- **Objective**
Identify each line below that contains the word "spiral", and copy every such line in full.

- **Information supplied**
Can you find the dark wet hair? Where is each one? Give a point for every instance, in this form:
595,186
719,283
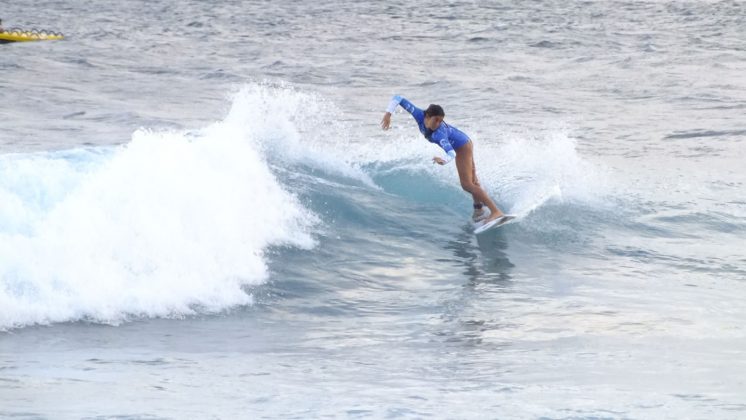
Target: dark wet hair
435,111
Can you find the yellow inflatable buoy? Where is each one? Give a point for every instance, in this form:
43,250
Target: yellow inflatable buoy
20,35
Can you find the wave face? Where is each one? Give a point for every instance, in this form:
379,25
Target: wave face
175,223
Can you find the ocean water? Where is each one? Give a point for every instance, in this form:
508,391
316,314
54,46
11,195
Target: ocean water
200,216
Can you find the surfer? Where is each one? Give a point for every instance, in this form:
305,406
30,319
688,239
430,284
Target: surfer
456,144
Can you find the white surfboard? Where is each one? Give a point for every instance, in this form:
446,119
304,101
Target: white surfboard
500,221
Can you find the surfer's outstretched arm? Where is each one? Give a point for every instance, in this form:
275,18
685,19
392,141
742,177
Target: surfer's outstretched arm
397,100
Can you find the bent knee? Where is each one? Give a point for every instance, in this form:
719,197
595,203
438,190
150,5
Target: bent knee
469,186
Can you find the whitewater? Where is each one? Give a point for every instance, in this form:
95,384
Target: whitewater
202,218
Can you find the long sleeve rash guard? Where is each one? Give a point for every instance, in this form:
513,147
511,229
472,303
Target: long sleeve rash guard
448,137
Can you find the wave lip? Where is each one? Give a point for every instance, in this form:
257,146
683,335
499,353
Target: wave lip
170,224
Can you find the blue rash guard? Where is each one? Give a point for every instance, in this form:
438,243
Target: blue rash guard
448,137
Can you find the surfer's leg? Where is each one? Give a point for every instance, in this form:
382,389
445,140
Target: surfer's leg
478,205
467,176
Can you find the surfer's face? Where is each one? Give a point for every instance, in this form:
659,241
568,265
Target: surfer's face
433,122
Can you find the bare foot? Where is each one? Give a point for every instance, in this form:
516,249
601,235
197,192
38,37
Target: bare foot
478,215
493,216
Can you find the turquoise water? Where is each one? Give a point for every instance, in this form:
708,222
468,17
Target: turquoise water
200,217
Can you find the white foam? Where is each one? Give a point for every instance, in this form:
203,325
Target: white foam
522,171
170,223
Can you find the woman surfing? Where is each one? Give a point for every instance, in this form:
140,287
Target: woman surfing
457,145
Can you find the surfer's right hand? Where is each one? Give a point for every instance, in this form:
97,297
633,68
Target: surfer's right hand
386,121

--

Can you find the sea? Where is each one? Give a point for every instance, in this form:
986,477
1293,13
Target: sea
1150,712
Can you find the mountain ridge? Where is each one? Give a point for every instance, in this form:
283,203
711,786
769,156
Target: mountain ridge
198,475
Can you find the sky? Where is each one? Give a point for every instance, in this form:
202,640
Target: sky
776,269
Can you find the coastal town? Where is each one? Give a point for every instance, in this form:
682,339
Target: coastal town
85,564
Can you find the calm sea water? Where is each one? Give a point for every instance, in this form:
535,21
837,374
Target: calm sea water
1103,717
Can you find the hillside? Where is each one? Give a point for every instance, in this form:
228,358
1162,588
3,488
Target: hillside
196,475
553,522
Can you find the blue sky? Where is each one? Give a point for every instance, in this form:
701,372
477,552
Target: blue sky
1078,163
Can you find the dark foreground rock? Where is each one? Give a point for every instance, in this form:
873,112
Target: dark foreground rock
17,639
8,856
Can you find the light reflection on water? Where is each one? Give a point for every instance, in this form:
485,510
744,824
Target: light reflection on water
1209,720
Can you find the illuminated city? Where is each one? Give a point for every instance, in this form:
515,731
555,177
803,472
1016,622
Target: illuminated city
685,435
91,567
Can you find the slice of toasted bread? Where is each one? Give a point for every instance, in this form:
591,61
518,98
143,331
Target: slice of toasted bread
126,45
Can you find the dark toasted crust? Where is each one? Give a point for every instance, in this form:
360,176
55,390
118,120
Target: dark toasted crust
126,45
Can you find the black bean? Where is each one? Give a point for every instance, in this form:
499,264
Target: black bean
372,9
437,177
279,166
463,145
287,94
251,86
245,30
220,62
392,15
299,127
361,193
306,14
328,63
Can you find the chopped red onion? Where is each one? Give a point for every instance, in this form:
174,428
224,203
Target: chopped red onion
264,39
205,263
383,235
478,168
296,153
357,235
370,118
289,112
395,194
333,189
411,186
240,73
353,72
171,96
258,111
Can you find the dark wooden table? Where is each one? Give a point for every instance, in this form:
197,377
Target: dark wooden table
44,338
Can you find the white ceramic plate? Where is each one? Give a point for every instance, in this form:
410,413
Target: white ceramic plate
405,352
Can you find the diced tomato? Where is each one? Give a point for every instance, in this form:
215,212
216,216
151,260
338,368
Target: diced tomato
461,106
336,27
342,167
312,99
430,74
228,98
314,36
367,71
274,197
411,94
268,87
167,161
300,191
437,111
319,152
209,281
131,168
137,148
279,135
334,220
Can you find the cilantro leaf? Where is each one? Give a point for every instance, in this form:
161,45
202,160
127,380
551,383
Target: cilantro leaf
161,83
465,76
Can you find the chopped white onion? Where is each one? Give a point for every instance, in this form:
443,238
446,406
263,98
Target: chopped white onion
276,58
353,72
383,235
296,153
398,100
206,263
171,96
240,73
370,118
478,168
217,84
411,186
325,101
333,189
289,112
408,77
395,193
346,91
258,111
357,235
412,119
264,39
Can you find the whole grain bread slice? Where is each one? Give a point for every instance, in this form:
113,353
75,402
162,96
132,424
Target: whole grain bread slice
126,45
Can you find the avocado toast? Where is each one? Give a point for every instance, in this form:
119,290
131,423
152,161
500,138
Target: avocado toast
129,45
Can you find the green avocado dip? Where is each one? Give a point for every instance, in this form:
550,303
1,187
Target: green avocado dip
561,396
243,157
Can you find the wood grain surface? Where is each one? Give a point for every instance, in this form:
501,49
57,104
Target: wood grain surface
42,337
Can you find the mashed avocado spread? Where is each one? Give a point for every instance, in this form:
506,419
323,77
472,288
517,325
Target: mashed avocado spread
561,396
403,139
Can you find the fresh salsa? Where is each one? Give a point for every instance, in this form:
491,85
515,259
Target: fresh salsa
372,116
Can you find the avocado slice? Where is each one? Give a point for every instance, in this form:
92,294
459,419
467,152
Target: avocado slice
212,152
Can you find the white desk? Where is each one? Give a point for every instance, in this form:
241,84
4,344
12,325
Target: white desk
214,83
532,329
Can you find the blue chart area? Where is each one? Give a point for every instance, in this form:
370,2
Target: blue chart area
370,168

--

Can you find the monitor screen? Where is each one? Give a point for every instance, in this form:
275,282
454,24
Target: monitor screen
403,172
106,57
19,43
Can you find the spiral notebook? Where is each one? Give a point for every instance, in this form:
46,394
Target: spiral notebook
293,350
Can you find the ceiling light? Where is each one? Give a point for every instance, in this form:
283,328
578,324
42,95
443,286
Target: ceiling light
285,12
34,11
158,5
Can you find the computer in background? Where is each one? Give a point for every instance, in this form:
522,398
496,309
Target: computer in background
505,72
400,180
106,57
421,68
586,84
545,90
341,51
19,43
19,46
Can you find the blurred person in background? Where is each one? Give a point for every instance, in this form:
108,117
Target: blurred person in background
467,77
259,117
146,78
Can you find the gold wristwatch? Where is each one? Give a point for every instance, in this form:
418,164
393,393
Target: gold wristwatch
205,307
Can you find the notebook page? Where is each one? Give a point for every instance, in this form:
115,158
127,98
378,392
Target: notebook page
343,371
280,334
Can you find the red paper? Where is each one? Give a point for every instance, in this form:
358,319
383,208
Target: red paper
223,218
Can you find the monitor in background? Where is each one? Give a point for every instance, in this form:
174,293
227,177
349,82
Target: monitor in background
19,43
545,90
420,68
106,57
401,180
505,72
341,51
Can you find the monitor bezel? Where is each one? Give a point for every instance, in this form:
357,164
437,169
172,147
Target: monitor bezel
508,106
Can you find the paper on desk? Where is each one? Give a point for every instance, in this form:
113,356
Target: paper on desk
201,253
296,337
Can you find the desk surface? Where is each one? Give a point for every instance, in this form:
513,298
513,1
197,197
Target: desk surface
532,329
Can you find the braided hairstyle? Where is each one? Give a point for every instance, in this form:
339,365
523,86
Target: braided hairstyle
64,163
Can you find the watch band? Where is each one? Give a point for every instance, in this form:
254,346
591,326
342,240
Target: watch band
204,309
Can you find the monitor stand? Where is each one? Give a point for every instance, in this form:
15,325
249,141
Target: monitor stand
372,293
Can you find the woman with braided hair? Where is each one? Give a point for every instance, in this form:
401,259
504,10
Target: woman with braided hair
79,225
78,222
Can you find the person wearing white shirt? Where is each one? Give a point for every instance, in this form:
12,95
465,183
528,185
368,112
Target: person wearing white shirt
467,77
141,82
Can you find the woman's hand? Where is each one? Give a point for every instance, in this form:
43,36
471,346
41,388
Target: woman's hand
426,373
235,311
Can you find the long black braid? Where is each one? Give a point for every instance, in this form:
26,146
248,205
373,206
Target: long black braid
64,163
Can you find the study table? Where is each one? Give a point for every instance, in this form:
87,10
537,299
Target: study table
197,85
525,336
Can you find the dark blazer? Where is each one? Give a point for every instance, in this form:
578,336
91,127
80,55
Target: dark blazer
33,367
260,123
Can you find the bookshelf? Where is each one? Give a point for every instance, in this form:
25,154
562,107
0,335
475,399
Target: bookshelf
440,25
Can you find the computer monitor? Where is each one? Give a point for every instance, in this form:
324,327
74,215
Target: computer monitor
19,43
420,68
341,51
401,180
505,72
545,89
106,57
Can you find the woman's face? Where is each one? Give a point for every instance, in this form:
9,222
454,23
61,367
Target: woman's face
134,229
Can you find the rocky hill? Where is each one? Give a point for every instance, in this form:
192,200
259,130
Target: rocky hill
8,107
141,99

- **Result below**
Can you find the spiral notebook? Where is each one? Give a point for every instance, in this form:
Target: spiral notebook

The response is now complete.